Object location annotation items:
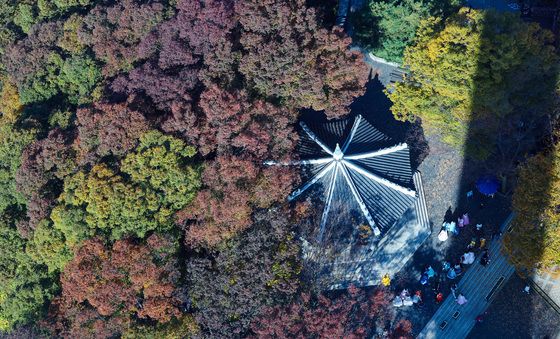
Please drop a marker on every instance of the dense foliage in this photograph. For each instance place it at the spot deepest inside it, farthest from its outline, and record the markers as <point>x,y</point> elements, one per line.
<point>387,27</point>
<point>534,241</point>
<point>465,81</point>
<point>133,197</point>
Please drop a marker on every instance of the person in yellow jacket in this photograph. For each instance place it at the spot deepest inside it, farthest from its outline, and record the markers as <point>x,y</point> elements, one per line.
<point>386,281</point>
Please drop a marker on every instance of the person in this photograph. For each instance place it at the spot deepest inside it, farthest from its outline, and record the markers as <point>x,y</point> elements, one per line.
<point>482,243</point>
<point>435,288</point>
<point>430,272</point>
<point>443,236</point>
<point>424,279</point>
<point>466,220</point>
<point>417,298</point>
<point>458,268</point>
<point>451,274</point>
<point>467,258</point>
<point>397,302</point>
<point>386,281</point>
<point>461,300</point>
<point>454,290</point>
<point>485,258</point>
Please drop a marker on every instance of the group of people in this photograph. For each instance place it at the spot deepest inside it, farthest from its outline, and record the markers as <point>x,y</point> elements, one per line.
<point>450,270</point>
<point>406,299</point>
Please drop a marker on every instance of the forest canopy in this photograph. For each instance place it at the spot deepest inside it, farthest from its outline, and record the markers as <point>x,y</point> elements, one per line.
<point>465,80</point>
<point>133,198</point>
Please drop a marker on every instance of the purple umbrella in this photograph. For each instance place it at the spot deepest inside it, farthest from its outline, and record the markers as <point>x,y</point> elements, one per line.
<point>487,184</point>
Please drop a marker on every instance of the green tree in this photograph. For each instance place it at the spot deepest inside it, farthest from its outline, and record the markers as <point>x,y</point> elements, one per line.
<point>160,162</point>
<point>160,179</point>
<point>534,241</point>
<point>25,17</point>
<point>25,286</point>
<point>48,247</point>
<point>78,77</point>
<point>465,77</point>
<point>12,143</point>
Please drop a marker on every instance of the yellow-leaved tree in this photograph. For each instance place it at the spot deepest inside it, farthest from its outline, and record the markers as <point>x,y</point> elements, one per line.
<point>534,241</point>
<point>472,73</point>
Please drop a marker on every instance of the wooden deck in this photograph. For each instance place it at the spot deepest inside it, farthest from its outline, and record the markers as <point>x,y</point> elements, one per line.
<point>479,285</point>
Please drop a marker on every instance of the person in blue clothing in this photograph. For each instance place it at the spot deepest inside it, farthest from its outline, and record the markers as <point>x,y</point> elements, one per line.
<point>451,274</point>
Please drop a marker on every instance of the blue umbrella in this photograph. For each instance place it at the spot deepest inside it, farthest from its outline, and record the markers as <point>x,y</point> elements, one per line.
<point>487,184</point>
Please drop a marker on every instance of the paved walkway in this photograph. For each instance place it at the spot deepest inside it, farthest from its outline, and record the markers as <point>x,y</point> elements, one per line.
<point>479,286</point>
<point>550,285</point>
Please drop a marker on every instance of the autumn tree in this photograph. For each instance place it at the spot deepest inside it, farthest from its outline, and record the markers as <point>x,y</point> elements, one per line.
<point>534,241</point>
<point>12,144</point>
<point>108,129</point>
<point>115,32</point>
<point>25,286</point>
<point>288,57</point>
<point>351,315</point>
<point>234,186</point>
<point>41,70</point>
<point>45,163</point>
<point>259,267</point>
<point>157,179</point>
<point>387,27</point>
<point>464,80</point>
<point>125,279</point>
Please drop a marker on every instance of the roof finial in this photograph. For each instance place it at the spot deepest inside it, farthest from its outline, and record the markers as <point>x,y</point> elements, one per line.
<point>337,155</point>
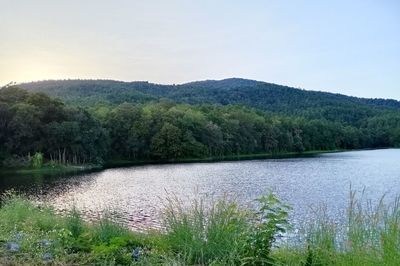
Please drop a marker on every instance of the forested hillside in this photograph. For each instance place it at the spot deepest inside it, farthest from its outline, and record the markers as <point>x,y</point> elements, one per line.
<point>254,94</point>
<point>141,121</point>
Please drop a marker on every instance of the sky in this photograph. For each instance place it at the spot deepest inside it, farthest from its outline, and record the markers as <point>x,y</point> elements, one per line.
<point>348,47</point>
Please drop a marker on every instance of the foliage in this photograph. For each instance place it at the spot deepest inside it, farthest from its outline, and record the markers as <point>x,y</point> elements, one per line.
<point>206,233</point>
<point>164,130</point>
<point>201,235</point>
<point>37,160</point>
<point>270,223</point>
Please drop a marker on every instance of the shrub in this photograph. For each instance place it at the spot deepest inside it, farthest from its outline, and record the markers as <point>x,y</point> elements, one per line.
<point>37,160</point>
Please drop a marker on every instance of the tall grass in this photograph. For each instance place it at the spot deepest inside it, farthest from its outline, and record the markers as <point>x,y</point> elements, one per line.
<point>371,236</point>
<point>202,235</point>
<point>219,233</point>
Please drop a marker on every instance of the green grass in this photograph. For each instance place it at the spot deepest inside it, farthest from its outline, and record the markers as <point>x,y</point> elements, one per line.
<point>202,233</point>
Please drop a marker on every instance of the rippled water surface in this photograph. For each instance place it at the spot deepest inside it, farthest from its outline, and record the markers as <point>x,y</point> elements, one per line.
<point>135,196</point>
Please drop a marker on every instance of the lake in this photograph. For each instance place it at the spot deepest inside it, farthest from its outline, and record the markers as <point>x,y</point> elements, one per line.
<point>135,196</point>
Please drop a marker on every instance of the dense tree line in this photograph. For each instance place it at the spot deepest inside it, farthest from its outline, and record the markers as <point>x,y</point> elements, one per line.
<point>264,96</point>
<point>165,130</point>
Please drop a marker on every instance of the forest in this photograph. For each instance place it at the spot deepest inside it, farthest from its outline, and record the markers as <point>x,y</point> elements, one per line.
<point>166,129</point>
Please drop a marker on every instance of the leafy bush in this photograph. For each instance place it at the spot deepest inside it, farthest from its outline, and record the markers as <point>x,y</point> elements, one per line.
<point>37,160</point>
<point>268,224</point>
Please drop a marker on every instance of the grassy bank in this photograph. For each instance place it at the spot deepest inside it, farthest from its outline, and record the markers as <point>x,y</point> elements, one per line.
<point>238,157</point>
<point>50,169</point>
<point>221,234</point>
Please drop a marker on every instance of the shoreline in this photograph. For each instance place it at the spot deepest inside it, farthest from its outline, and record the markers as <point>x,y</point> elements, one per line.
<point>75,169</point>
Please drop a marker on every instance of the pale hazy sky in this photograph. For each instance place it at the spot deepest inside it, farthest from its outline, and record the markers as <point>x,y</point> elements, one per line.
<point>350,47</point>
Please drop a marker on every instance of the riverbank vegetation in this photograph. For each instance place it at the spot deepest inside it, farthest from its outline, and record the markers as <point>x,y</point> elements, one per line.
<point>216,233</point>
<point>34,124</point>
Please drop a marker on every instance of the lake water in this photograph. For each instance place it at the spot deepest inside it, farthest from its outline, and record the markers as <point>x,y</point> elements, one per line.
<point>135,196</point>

§ Exercise brief:
Output the lines from the one containing "Please drop a marker on every instance of the green grass" through the one containing "<point>202,233</point>" as a JSON list of strings, one string per line, leaving out blank lines.

§ Result of this task:
[
  "Please drop a marker on every instance of the green grass in this photograph. For each instance place it at the spot deepest inside it, farthest from its outline, and record the markers as <point>x,y</point> elements, one per line.",
  "<point>202,233</point>"
]